### Aim of the exercise
Print the lines that run from the line with "like (290, 16)." to the line with "like (566, 203).", keeping both end lines, exactly as they appear in the entries below, and nothing else.

### Dataset records
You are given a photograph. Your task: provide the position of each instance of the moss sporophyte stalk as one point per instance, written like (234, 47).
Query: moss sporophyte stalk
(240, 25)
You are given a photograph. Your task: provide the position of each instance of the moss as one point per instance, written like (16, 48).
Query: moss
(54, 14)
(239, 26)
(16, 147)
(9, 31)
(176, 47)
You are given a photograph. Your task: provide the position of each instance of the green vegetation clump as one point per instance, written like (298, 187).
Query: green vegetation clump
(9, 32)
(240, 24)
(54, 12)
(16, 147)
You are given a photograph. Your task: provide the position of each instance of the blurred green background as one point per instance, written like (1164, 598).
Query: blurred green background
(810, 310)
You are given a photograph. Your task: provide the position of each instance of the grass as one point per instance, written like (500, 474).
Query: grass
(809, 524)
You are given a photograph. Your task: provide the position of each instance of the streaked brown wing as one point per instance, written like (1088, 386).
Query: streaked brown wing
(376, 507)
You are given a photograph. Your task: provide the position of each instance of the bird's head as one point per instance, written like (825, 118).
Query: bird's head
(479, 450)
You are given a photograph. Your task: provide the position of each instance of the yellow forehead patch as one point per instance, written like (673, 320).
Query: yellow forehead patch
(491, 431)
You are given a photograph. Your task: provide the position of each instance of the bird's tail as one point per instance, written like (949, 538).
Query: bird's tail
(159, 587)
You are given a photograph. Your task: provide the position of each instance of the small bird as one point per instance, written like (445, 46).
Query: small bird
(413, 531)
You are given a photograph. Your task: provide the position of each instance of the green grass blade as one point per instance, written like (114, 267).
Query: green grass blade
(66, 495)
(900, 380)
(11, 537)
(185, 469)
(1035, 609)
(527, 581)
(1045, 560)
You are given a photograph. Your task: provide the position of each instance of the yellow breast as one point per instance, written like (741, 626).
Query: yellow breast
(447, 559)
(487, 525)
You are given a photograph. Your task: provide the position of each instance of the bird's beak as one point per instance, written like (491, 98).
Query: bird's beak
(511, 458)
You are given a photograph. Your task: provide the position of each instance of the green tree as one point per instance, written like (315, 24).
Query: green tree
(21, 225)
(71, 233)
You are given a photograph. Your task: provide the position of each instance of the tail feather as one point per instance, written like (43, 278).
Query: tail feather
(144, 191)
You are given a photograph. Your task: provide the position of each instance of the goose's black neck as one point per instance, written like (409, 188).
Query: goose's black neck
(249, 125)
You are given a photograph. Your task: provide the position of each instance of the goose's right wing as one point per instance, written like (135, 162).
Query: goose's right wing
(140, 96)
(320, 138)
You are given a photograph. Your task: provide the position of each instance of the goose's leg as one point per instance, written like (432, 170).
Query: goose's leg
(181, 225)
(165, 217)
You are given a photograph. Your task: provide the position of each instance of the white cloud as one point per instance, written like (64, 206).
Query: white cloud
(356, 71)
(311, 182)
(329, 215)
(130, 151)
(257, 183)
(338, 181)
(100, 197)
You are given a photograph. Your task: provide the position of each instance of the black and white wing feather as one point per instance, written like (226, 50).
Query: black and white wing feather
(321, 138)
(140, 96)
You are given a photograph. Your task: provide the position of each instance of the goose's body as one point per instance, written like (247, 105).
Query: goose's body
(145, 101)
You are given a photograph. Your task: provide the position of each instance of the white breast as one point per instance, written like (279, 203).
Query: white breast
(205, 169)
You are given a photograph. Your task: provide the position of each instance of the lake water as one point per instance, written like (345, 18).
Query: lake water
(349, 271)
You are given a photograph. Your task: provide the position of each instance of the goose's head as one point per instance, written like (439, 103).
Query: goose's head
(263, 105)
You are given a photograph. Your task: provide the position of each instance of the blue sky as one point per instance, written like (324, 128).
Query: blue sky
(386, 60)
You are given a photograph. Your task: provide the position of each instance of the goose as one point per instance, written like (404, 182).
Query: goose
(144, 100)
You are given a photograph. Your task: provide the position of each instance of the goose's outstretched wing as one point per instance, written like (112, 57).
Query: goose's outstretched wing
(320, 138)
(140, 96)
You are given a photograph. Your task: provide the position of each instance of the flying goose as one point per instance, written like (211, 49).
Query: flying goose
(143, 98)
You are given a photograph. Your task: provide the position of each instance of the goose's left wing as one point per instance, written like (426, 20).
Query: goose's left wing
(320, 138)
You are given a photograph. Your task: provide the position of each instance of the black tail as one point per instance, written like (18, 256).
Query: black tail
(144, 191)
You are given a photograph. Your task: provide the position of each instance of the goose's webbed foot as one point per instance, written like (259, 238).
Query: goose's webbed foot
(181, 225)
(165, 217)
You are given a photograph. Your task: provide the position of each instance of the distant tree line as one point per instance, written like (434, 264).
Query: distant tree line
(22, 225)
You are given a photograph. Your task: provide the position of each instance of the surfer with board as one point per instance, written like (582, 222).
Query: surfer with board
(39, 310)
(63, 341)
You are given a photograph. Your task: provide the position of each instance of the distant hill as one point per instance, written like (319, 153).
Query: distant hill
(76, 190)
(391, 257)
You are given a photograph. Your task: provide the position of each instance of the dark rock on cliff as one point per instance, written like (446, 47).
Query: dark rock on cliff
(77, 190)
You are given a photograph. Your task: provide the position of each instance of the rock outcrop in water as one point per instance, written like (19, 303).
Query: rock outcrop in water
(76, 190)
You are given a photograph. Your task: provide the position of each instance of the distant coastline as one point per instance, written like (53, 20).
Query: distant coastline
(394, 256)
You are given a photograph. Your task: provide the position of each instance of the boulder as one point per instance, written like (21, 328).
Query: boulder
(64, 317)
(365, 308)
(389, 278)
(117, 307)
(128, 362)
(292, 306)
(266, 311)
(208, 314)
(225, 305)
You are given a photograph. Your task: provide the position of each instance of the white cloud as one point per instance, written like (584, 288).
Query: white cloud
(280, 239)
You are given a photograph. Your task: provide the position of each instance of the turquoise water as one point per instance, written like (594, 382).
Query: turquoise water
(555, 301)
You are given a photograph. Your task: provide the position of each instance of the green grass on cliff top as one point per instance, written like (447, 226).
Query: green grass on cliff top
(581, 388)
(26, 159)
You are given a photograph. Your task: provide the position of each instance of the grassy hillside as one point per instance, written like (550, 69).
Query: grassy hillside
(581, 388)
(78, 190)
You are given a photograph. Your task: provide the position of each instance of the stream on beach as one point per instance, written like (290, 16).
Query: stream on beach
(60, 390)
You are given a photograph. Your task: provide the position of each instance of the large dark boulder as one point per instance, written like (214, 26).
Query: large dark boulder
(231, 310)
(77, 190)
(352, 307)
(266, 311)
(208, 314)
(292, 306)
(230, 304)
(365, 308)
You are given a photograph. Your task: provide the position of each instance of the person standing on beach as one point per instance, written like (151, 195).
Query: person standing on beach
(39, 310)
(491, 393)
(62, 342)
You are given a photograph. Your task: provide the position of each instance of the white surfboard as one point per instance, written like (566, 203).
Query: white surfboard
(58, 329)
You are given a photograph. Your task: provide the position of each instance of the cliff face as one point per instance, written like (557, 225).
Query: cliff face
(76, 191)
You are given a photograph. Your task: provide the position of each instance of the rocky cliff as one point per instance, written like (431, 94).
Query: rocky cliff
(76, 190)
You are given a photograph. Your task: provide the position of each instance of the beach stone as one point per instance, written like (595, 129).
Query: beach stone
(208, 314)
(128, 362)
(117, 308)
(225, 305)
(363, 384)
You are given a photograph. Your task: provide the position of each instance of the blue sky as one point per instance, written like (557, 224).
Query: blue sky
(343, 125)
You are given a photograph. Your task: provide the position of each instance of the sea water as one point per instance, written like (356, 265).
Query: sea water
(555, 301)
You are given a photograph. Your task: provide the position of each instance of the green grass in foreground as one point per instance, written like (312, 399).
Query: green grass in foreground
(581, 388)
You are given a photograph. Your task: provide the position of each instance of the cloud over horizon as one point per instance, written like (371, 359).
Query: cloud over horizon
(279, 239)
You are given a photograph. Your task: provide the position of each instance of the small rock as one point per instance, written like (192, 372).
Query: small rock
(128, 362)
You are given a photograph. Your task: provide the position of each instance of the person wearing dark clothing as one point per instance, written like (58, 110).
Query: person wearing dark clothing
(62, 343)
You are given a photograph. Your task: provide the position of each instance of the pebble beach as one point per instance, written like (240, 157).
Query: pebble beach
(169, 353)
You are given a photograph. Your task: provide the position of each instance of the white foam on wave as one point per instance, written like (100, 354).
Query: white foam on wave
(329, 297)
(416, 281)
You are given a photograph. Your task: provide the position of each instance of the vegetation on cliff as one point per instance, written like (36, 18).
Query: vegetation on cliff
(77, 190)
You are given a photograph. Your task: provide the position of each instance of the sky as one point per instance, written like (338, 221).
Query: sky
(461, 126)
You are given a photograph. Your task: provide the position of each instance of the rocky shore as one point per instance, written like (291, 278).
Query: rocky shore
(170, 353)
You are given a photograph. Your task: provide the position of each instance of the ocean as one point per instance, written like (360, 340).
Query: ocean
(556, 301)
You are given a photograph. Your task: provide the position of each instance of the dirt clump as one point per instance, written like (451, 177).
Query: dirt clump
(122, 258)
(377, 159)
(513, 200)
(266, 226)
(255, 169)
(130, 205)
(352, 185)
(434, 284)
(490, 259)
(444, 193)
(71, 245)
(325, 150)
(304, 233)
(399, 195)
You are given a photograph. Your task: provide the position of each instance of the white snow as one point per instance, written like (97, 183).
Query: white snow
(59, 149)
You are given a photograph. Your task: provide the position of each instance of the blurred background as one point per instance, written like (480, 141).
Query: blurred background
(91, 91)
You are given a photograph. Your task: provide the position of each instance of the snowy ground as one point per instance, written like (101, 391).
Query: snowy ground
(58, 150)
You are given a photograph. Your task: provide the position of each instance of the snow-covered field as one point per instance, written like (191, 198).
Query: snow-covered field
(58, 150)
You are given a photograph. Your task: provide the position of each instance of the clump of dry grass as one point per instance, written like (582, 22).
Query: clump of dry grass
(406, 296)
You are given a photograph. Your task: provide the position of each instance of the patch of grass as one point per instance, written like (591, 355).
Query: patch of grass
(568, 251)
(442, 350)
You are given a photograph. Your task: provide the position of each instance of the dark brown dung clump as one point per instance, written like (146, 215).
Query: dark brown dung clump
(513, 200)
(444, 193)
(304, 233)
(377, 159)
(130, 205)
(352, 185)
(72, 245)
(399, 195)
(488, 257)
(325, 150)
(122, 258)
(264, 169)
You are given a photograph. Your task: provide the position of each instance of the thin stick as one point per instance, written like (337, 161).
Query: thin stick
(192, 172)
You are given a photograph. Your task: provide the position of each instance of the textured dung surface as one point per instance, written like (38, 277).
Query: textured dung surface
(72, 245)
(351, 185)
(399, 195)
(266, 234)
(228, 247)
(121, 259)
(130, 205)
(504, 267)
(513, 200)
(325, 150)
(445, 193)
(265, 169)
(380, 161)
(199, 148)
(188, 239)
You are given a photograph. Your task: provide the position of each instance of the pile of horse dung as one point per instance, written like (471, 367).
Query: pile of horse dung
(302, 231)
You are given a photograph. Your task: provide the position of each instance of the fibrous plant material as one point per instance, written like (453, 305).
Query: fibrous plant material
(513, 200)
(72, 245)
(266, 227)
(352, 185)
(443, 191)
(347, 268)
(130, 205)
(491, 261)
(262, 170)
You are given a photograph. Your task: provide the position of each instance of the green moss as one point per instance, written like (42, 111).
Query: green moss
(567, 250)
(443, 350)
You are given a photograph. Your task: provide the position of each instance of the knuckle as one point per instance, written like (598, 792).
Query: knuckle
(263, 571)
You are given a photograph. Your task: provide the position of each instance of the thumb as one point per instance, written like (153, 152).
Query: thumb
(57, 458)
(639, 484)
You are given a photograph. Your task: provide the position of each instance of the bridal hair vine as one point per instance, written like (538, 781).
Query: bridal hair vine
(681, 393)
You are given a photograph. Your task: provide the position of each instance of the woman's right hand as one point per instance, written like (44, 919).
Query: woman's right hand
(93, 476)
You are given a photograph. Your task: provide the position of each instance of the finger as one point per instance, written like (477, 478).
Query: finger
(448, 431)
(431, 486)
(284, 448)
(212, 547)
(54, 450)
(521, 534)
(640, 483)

### Final answer
You are given a photograph. Your task: provide the position of each instance of the stream on beach as one point per instance, written like (290, 16).
Query: stream on beach
(60, 390)
You are given a photograph. Your task: provide the position of each instance of the large dark boulder as one point per instance, written like (214, 26).
Query: large dark boulder
(231, 310)
(77, 190)
(352, 307)
(266, 311)
(208, 314)
(292, 306)
(230, 304)
(365, 308)
You are given a photograph. Your task: provide the position of each instance of the person standing on beach as one point per instance, written like (151, 195).
Query: person standing on beach
(39, 310)
(491, 393)
(62, 342)
You are given a photograph. Your task: provide the position of each instance of the white surfboard as one point per instance, written like (566, 203).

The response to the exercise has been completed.